* **TAREFA A**: Segundo o acórdão sobre o pedido de redução da coima, porque se aplicam as regras da LGT e as disposições gerais do CPPT ao procedimento iniciado com esse pedido? Explique, por favor, em uma a três frases.
* **TAREFA B**: Prossiga o acórdão sobre o pedido de redução da coima, começando logo a seguir ao último ponto do sumário.

* **TEXTO FORNECIDO**:
+++
Acórdãos TCAN

Acórdão do Tribunal Central Administrativo Norte
Processo:00803/16.4BEPNF
Secção:2ª Secção - Contencioso Tributário
Data do Acordão:03/16/2017
Tribunal:TAF de Penafiel
Relator:Mário Rebelo
Descritores:PEDIDO DE REDUÇÃO DA COIMA
IMPUGNAÇÃO DO INDEFERIMENTO ATRAVÉS DE AÇÃO ADMINISTRATIVA
Sumário:1. A apresentação de um pedido de redução da coima efectuada antes de instaurado processo contra-ordenacional dá início a um procedimento, que não é regulado pelas normas do RGIT, nem pelas do RGCO.
2. Nos casos em que for apresentado tal pedido deverá ser proferido um despacho pela autoridade competente para a fixação da coima, admitindo ou não o requerido pagamento com redução.
3. O procedimento que se inicia com um pedido de pagamento de redução da coima, antes de instaurado processo contra-ordenacional, é uma procedimento tributário, a que são aplicáveis as regras da LGT e as disposições gerais do CPPT.
+++
* **DADOS FORNECIDOS**:
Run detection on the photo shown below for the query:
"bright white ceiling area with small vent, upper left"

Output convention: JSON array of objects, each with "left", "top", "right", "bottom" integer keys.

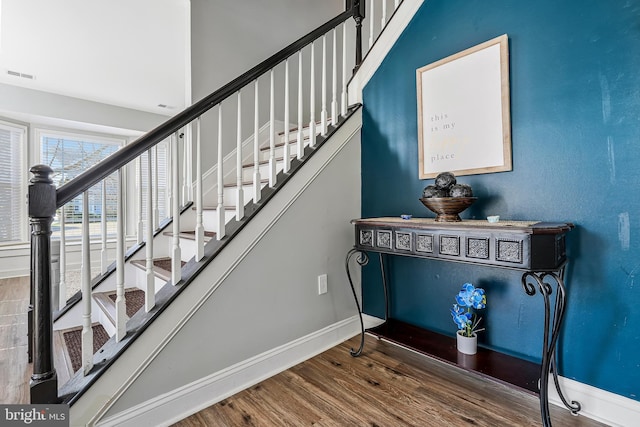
+++
* **RESPOSTA ESCRITA A**: Aplicam-se porque o procedimento iniciado com o pedido de redução da coima, apresentado antes de instaurado o processo contraordenacional, é um procedimento tributário. É a esse tipo de procedimento que o acórdão associa as regras da LGT e as disposições gerais do CPPT.

* **RESPOSTA ESCRITA B**:
4. Nomeadamente, serão aplicáveis as normas que estabelecem o direito de audiência antes do indeferimento do pedido [art. 60º, n.ºs 1, al. b), e 2 a 7, da LGT], que consagram um direito garantido constitucionalmente no âmbito de toda a actividade administrativa (art. 267º/5, da CRP).
5. A decisão de indeferimento, tendo natureza de acto administrativo lesivo, por afectar a esfera jurídica do requerente, terá de ser contencisamente recorrível, por imposição constitucional (art. 268º/4 da CRP).
6. A imugnação judicial deste acto segue a forma da ação administrativa.
7. A utilização de recurso de contra-ordenação em vez da ação administrativa configura um erro na forma de processo (art. 193º/1 do NCPC).
8. Pelo que deverá ser convolado na forma adequada.
9. E tendo em conta o pedido formulado na petição de recurso, e os prazos legais, nenhum obstáculo se coloca à convolação em ação administrativa, nos termos do art. 97º/2 do CPPT em articulação com os artº.s 37º/1-a) e 58º do CPTA.*
* Sumário elaborado pelo Relator.
Recorrente:C..., S.A.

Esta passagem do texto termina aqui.